◆ What is asked ◆
Copy the lines of the records below exactly, starting at the line containing "of the road." and ending at the line containing "[0,75,191,153]", both included, and give nothing else.

◆ Input rows ◆
================
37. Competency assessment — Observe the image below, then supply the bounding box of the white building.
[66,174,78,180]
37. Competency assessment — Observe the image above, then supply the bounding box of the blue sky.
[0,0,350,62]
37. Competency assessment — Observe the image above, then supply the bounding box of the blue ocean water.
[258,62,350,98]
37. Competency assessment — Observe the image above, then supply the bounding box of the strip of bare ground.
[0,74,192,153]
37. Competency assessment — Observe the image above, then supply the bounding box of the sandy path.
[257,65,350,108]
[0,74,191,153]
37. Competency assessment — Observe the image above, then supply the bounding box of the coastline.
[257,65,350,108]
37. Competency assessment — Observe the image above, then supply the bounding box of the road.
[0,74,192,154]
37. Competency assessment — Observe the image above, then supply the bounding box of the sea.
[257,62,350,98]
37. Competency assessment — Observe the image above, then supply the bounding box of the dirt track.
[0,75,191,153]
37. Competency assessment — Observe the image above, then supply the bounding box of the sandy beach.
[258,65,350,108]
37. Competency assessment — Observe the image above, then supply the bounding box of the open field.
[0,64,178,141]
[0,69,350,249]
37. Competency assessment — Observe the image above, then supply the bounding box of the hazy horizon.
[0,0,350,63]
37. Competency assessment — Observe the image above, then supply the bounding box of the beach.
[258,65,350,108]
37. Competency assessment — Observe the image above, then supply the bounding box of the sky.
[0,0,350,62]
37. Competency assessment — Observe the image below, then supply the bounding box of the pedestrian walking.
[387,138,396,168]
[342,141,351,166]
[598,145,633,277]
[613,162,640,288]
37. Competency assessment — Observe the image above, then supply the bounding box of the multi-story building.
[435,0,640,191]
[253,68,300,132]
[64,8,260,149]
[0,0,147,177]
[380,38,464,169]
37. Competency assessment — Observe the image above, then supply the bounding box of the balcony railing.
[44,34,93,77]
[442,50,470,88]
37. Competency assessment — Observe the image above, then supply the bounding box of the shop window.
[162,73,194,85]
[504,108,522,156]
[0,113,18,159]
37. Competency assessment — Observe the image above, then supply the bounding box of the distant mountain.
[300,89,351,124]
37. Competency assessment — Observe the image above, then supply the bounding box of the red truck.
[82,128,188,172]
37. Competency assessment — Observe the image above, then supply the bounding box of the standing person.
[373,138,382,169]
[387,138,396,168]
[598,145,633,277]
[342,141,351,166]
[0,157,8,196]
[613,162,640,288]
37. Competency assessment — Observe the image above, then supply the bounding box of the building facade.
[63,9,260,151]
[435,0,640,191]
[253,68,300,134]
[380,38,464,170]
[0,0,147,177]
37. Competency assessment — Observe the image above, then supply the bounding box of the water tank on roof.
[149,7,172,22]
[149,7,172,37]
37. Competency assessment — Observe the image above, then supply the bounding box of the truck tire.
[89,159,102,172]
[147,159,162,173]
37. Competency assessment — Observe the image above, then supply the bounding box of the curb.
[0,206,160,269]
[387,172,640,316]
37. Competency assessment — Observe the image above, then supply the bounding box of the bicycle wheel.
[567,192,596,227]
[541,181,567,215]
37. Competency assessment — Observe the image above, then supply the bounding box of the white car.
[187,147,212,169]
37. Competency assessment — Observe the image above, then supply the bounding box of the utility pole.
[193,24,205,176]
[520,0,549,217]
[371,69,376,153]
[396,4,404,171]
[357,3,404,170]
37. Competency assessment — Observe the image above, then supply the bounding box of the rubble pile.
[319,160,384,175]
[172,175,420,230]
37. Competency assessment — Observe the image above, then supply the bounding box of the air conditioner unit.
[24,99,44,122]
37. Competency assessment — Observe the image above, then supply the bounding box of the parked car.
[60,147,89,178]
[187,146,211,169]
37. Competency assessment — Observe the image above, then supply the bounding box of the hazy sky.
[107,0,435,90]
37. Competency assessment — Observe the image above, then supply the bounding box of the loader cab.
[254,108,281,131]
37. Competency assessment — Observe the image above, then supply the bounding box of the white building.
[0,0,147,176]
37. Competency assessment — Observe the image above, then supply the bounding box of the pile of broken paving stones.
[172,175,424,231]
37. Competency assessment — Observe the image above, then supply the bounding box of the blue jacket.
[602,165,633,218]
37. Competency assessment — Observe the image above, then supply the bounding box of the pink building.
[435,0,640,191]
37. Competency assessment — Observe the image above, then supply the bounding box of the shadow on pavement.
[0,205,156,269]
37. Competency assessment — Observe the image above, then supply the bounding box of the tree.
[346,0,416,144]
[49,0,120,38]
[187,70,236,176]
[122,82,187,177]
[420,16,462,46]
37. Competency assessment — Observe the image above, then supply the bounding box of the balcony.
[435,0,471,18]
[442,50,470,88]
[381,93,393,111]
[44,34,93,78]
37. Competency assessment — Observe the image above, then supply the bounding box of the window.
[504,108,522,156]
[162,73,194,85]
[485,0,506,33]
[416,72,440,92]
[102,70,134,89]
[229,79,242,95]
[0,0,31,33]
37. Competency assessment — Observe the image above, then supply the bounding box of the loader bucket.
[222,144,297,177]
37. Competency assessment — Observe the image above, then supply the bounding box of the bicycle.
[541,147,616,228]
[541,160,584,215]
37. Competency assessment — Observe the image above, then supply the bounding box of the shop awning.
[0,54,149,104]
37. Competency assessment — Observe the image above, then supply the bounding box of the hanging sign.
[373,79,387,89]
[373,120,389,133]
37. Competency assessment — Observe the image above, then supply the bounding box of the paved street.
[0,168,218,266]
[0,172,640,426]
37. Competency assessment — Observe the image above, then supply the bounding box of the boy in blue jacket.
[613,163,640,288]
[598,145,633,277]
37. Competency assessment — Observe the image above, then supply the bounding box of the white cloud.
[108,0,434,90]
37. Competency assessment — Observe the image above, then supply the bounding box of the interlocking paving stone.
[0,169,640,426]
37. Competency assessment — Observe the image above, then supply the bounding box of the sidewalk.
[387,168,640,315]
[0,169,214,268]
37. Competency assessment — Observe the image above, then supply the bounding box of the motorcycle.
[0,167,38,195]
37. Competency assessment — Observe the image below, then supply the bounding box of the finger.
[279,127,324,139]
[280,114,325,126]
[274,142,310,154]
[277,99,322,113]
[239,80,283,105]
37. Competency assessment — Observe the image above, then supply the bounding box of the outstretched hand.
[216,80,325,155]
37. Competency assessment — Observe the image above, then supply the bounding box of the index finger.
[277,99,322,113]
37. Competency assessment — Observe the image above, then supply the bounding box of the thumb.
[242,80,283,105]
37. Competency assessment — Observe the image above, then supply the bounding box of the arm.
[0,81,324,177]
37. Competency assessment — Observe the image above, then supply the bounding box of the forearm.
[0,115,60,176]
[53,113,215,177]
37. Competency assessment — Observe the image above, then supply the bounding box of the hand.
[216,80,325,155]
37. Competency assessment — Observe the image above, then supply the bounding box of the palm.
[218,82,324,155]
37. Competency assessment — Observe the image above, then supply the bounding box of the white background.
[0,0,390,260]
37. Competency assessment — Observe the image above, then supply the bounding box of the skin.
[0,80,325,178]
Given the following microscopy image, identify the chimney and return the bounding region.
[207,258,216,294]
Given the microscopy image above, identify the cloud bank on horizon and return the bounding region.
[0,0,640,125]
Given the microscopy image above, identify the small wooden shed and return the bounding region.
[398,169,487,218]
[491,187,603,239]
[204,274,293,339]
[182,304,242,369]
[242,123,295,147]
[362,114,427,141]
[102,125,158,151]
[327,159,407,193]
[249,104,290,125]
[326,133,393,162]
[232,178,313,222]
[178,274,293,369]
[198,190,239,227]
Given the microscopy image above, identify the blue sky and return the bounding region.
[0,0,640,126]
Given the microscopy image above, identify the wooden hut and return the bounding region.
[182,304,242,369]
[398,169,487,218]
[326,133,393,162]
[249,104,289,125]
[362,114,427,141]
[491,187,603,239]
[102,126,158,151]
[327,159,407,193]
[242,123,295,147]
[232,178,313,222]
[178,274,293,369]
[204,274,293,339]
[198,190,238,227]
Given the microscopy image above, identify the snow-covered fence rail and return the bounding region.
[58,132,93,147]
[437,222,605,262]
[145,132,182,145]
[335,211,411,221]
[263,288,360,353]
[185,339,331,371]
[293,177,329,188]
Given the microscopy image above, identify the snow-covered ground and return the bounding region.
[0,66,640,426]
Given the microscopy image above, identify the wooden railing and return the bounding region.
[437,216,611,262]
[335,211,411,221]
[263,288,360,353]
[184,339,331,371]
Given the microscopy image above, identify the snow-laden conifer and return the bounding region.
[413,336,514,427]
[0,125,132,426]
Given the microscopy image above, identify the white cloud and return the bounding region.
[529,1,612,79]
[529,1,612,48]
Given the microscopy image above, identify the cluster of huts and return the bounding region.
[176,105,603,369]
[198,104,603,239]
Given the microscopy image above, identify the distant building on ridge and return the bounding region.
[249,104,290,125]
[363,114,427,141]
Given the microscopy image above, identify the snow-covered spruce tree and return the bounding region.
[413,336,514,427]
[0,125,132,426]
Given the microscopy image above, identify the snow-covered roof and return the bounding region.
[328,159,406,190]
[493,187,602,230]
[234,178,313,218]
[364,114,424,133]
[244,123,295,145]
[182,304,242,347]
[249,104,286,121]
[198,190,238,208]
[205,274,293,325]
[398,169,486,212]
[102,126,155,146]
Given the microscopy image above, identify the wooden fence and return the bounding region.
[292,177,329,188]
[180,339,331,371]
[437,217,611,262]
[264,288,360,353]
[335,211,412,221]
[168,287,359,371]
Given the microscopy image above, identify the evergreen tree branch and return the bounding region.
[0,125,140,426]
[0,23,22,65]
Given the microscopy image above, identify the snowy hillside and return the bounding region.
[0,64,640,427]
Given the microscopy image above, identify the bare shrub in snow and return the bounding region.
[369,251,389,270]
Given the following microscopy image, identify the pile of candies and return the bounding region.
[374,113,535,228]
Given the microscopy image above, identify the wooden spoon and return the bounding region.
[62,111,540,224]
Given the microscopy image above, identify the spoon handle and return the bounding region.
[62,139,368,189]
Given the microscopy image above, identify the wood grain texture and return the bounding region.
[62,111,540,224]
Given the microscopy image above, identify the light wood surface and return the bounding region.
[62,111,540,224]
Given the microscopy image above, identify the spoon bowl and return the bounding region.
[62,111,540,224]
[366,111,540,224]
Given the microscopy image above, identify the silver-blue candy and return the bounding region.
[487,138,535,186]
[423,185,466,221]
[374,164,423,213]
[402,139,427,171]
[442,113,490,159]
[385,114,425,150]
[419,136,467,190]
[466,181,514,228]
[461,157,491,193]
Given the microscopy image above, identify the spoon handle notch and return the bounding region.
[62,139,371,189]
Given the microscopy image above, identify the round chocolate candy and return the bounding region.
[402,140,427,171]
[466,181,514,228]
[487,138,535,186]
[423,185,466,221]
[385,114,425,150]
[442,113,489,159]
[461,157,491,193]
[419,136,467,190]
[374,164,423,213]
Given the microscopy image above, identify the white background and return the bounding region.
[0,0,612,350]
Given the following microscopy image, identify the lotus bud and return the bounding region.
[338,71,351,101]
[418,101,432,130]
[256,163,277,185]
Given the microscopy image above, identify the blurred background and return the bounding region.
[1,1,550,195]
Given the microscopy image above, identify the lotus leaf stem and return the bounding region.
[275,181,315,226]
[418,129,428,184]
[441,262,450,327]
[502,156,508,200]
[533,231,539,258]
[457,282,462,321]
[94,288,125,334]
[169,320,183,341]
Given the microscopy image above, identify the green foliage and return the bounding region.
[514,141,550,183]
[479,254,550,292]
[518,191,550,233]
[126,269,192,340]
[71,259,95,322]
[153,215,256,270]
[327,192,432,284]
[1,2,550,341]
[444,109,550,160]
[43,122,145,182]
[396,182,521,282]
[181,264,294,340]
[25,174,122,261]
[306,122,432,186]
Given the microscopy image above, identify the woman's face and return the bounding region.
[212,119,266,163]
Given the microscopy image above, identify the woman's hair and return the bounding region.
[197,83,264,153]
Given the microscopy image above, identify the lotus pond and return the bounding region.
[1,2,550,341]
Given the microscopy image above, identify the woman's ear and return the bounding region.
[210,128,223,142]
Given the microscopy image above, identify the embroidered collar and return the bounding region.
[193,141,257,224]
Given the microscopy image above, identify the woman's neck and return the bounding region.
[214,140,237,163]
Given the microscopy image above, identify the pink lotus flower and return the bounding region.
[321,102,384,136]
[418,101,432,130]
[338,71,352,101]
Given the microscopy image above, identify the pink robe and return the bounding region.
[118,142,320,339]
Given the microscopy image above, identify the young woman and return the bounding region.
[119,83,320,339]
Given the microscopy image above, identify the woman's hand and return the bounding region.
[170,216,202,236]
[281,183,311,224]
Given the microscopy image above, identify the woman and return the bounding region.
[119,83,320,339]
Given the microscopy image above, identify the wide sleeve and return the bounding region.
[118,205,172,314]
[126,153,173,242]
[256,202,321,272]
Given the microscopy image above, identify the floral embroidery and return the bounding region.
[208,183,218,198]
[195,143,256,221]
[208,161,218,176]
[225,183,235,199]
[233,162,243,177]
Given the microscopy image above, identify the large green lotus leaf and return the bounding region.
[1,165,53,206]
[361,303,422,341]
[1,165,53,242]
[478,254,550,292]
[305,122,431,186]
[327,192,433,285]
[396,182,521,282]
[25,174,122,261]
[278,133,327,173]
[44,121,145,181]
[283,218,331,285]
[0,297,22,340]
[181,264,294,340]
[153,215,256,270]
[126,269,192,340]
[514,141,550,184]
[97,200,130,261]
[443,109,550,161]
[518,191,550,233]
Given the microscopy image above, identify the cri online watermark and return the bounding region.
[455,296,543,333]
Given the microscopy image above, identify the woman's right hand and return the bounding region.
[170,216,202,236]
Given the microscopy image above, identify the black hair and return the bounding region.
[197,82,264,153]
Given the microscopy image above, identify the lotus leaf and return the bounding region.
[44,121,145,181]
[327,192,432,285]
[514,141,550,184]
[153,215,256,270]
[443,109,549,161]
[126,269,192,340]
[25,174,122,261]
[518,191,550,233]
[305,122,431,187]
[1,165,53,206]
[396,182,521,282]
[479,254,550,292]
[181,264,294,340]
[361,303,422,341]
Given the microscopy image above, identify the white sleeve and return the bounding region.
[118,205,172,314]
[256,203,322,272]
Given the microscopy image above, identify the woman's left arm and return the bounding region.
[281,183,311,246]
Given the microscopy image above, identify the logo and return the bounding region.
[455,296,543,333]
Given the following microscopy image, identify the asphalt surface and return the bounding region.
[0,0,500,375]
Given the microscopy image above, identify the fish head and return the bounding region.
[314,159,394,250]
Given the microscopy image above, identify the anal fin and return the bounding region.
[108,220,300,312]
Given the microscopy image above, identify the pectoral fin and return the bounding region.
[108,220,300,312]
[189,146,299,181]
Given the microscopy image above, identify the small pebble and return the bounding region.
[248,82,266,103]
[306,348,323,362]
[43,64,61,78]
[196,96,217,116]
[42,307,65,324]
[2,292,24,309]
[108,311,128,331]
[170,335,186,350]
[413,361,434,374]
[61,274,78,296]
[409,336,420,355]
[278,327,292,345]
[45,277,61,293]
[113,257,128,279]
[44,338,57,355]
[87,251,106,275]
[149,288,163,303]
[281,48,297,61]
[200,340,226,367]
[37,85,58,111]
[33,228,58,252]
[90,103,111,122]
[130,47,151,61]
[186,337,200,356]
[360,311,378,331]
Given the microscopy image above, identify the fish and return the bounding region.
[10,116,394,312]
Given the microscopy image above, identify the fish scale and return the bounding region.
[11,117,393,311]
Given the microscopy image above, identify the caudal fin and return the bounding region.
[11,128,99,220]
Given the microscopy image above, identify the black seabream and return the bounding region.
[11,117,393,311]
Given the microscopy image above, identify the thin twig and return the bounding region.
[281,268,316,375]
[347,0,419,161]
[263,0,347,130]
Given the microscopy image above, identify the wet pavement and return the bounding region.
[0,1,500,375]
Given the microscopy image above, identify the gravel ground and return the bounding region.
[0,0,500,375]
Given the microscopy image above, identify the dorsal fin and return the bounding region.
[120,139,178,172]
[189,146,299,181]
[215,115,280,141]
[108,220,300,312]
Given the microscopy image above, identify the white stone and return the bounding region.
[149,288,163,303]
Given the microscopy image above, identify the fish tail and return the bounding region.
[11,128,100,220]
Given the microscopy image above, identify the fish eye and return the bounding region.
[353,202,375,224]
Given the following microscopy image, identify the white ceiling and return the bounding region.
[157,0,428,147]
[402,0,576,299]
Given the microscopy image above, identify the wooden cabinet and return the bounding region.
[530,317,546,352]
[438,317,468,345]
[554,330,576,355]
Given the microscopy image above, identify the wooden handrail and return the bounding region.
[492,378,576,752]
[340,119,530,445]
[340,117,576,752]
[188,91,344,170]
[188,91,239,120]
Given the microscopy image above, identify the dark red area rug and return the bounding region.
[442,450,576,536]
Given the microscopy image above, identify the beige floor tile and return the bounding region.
================
◆ Answer to the problem ◆
37. Competency assessment — Observe the image above, then supply the bounding box of the road.
[0,74,192,154]
37. Competency assessment — Observe the image above, then supply the bounding box of the sea.
[257,62,350,98]
37. Competency assessment — Observe the image above, then supply the bounding box of the dirt track.
[0,75,191,153]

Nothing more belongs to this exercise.